The entire listing, reproduced exactly and stripped of images, is the expected output.

= = =

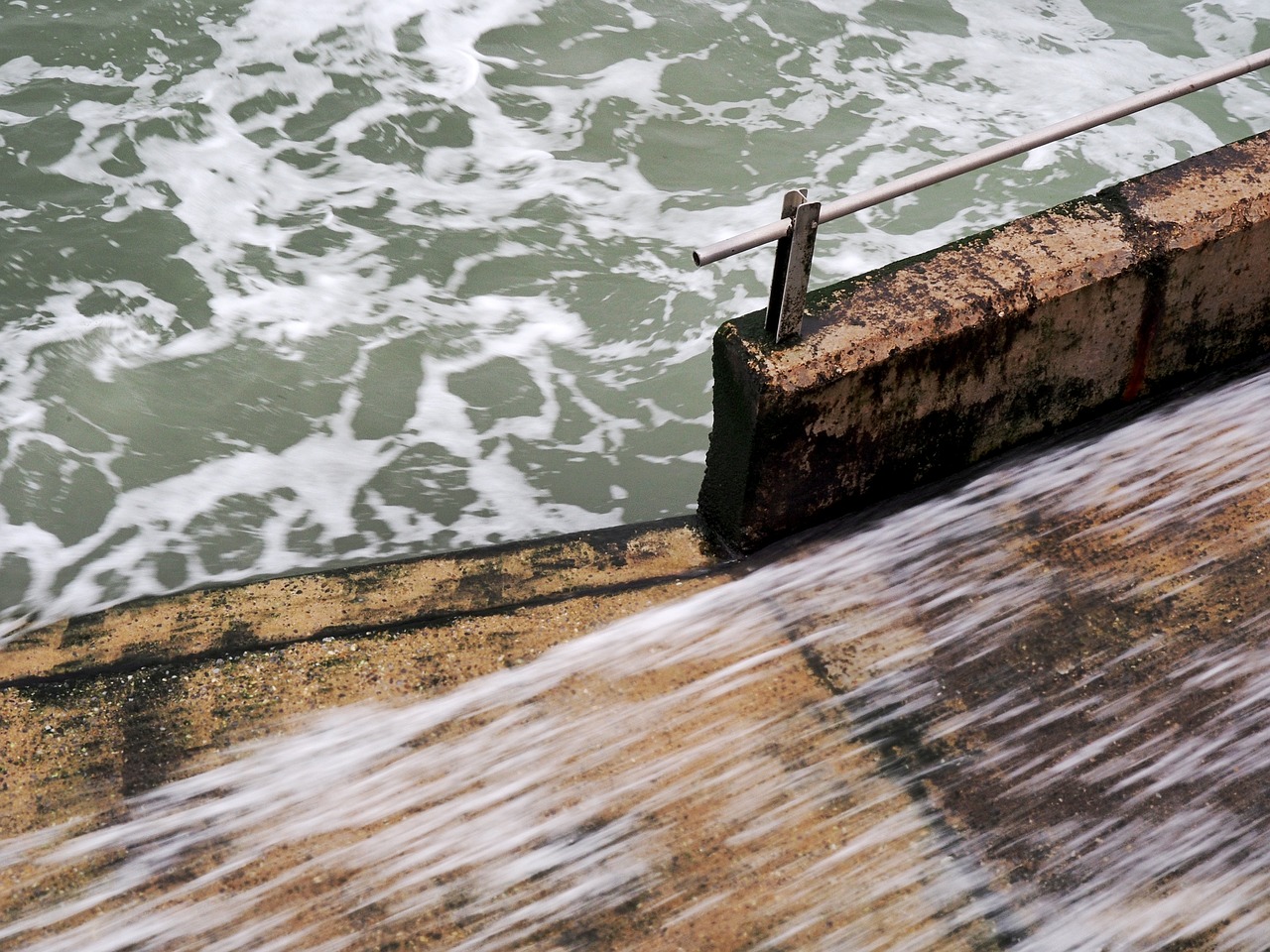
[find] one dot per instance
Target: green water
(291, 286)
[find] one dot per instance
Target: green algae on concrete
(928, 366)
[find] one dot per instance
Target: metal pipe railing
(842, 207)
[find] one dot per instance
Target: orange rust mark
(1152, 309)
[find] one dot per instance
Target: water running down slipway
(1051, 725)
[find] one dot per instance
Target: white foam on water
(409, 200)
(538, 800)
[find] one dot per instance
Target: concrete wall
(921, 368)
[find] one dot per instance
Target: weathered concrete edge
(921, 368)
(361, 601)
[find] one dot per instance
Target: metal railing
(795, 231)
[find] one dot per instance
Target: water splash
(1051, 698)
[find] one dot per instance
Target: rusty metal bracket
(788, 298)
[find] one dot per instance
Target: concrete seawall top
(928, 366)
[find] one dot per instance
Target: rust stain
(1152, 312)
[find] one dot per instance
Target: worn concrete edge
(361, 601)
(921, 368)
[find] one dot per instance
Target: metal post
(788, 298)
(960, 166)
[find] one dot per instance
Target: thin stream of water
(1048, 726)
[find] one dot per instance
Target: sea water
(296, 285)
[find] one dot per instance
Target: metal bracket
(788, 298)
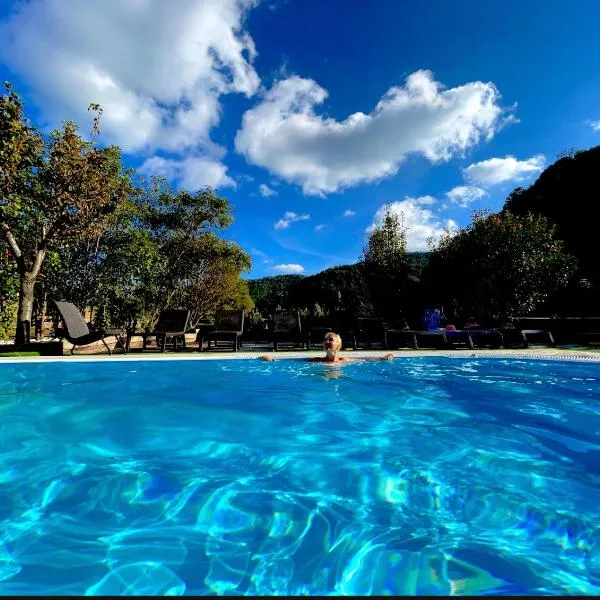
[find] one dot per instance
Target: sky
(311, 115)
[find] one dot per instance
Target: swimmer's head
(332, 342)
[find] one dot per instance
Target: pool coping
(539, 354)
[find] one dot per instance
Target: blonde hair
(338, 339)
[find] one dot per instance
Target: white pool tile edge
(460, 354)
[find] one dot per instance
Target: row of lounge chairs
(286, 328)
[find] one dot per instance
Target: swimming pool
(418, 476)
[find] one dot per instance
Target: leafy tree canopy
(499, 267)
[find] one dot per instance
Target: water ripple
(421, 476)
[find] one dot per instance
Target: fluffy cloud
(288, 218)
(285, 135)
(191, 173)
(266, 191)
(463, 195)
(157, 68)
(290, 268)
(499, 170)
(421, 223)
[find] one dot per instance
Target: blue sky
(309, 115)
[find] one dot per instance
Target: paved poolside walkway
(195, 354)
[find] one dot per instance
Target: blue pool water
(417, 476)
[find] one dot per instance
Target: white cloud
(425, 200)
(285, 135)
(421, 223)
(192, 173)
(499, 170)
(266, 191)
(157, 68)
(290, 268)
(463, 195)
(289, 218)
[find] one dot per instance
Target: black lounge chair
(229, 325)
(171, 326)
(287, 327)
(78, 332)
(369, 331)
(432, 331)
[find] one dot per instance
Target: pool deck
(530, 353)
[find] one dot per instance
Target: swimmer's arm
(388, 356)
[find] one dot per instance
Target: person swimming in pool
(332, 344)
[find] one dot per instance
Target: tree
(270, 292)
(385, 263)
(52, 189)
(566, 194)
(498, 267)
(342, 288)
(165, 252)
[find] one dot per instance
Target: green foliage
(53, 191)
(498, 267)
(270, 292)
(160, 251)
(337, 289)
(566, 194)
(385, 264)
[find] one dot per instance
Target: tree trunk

= = =

- **FINISHED TASK**
[find] one dot per instance
Target: green water
(291, 286)
[find] one dot per instance
Target: green algae on concrete
(928, 366)
[find] one dot per instance
Target: metal pipe railing
(842, 207)
[find] one dot per instance
Target: orange rust mark
(1152, 309)
[find] one dot per instance
Target: water running down slipway
(1051, 725)
[find] one dot per instance
Target: white foam on water
(409, 200)
(538, 800)
[find] one dot per instance
Target: concrete wall
(921, 368)
[find] one dot per instance
Target: weathered concrete edge
(921, 368)
(361, 601)
[find] one dot per instance
Target: metal railing
(795, 231)
[find] one dot per instance
Target: water splash
(1051, 698)
[find] one dot per instance
Target: rusty metal bracket
(788, 298)
[find] one dot per instance
Target: concrete seawall top
(928, 366)
[find] one dot per instance
Target: rust stain
(1152, 312)
[find] one dot per instance
Target: worn concrete edge
(361, 601)
(921, 368)
[find] one dot per instance
Target: metal post
(788, 298)
(960, 166)
[find] one dot per instance
Target: thin stream of water
(1048, 726)
[find] one dot per instance
Target: sea water
(296, 285)
[find] one dot per instance
Target: metal bracket
(788, 298)
[find] one dot per instance
Target: sky
(311, 115)
[find] one dot per instance
Target: swimmer's head
(332, 342)
[find] one dot per instance
Target: pool coping
(539, 354)
[find] one dot per instance
Target: blonde hair
(338, 339)
[find] one dot per instance
Target: white pool tile edge
(460, 354)
[find] one dot per instance
Target: row of lounge chairs
(286, 328)
[find] one dot per instance
Target: swimming pool
(418, 476)
[find] one dot per instance
Target: leafy tree canopy
(499, 267)
[find] one dot per instance
Target: water ripple
(421, 476)
[find] one dot per instance
Target: fluffy cloud
(288, 218)
(285, 135)
(191, 173)
(266, 191)
(463, 195)
(157, 68)
(290, 268)
(499, 170)
(421, 223)
[find] one dot per instance
Target: blue sky
(309, 115)
[find] one dot per instance
Target: paved poolside walkway
(195, 354)
[find] one dot per instance
Target: blue pool water
(417, 476)
[find] one dot per instance
Target: white cloud
(425, 200)
(285, 135)
(421, 223)
(192, 173)
(499, 170)
(266, 191)
(157, 68)
(290, 268)
(463, 195)
(289, 218)
[find] one dot per instance
Target: black lounge chair
(229, 325)
(171, 326)
(287, 327)
(78, 332)
(369, 331)
(432, 331)
[find] one dot per instance
Target: pool deck
(530, 353)
[find] one dot per instance
Target: swimmer's arm
(388, 356)
[find] one dot per instance
Target: person swimming in pool
(332, 344)
[find] one dot per instance
Target: tree
(270, 292)
(385, 263)
(52, 189)
(566, 194)
(498, 267)
(342, 288)
(165, 252)
[find] one dot per instance
Target: green foliage
(53, 191)
(498, 267)
(270, 292)
(160, 251)
(337, 289)
(566, 194)
(385, 264)
[find] one dot per instance
Target: tree trunk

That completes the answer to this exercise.